Point annotations for photos:
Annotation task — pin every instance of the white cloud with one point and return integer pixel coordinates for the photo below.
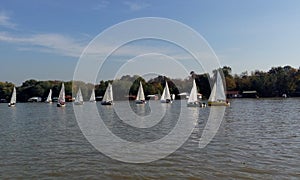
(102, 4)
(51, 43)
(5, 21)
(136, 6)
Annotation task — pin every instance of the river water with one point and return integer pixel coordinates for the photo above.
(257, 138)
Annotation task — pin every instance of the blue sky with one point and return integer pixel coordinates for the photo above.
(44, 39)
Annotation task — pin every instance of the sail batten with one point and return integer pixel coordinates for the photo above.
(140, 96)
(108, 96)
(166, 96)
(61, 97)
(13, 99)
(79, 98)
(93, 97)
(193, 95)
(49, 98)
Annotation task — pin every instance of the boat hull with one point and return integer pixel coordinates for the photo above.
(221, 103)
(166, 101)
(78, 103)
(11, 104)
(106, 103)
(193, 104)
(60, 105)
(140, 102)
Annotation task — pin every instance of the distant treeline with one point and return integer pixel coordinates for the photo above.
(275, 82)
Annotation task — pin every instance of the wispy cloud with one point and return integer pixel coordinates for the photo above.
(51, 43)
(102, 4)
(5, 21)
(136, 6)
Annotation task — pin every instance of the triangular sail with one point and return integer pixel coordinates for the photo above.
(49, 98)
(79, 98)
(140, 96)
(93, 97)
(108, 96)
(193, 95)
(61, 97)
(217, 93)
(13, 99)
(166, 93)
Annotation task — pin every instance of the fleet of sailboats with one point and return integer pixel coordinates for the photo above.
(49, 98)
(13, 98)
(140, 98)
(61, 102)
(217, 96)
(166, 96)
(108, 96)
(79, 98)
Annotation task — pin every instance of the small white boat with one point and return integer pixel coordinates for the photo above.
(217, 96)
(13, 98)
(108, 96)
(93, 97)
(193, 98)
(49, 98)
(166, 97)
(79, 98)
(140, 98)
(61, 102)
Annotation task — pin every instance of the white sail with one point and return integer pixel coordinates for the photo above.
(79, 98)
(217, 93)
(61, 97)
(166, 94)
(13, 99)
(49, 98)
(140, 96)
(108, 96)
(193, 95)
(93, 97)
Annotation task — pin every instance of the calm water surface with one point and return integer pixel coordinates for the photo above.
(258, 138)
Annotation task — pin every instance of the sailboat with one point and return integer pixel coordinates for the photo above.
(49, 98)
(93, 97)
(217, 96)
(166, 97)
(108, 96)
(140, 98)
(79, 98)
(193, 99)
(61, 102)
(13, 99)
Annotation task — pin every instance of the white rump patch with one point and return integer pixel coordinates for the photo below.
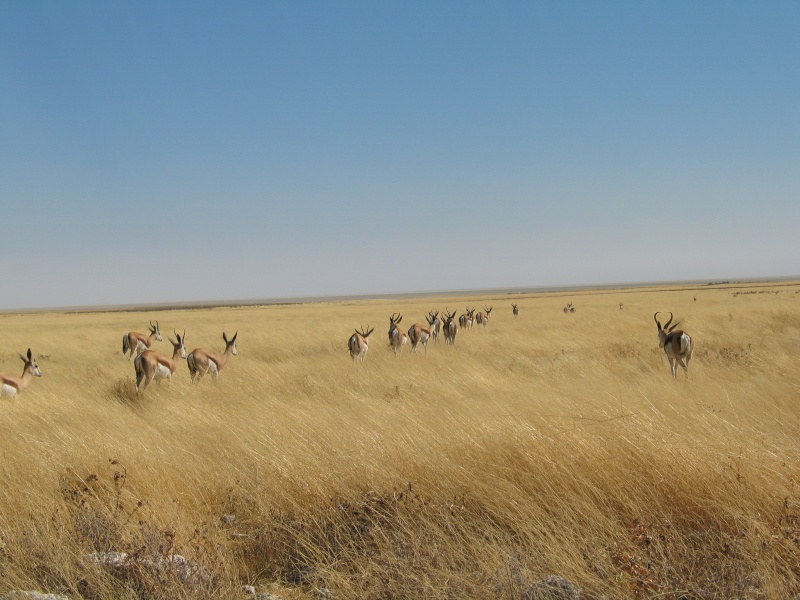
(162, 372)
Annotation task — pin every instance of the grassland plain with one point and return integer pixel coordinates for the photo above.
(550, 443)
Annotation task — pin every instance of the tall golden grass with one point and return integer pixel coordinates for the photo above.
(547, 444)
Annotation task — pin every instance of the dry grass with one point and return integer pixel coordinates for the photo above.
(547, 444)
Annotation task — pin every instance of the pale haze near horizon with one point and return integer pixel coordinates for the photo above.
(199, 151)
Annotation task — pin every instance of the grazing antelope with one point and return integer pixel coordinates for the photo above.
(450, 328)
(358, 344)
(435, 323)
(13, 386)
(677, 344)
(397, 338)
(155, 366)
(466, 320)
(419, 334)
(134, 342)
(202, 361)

Aim: Output the records above exactly; leave out the pictures.

Result of this task:
Annotation task — pin every instance of the white cloud with one point and return integer pixel coordinates for the photo below.
(102, 4)
(51, 43)
(5, 21)
(136, 6)
Annotation task — pin every instance of the river water with one point and return integer pixel coordinates for the photo above.
(257, 138)
Annotation task — pin every instance of the blue sky with one point and return integer pixel coordinates for the photo above.
(44, 39)
Annotation task — pin every instance of the sail batten with one point and return integer pixel coordinates for the photo above.
(140, 96)
(108, 96)
(166, 96)
(61, 97)
(13, 99)
(79, 98)
(93, 97)
(193, 95)
(49, 98)
Annotation task — pin every instance of the boat hull with one point and return integer pixel coordinates for the photo above.
(221, 103)
(166, 101)
(78, 103)
(11, 104)
(106, 103)
(193, 104)
(60, 105)
(140, 102)
Annotation task — pin every instance of the distant treeline with one point and return integer pixel coordinates for the photo above.
(275, 82)
Annotation task — pin every instance of the wispy cloud with one point and return integer pixel coordinates for the photo above.
(51, 43)
(102, 4)
(5, 21)
(136, 6)
Annotation task — pin every instance of the triangular sail with one point and return integer pixel coordinates for the photo above.
(49, 98)
(79, 98)
(140, 96)
(93, 97)
(108, 96)
(193, 95)
(61, 97)
(217, 93)
(13, 99)
(166, 93)
Annotation task — pin every instance of the fleet of sailboats with one point and return integer pixel coordinates for the photo above.
(49, 98)
(13, 98)
(140, 98)
(61, 102)
(217, 96)
(166, 96)
(108, 96)
(79, 98)
Annotation task — pin every instance of the small white boat with one point and return integer pixel coordinates for the photo above.
(217, 96)
(13, 98)
(108, 96)
(93, 97)
(193, 98)
(49, 98)
(166, 97)
(79, 98)
(140, 98)
(61, 102)
Annotation task — pin every instance of the white sail with one point and return integer pixel coordinates for the photo above.
(79, 98)
(217, 93)
(61, 97)
(166, 94)
(13, 99)
(49, 98)
(140, 96)
(108, 96)
(193, 95)
(93, 97)
Annotation task — pin every instance of the calm water surface with one point and return integer pixel coordinates for the photo above.
(258, 138)
Annotation task — pin every instance of the sailboat with one point and return integer pixel coordinates for the photo above.
(49, 98)
(93, 97)
(217, 96)
(166, 97)
(108, 96)
(140, 98)
(79, 98)
(193, 99)
(61, 102)
(13, 99)
Annotation task — pin every instance of the white rump patch with one point and return integer pixel coordinates for the photo below.
(162, 372)
Annotation task — pin every instance of the grassland plain with one point and return integer pixel coordinates for the photo above.
(550, 443)
Annotation task — pin every instance of the tall golden grass with one point and return integer pixel coordinates for the photo above.
(547, 444)
Annotation task — pin every instance of the dry grass with one point and return integer pixel coordinates for the photo above.
(547, 444)
Annotation task — pin every instance of the pale haze near horizon with one point and return integer pixel coordinates for the photo above.
(199, 151)
Annotation task — pin every instance of the grazing antelope with one point and return integer pixel coordinates for the photo above.
(450, 328)
(358, 344)
(435, 323)
(13, 386)
(677, 344)
(397, 338)
(155, 366)
(466, 320)
(419, 334)
(134, 342)
(202, 361)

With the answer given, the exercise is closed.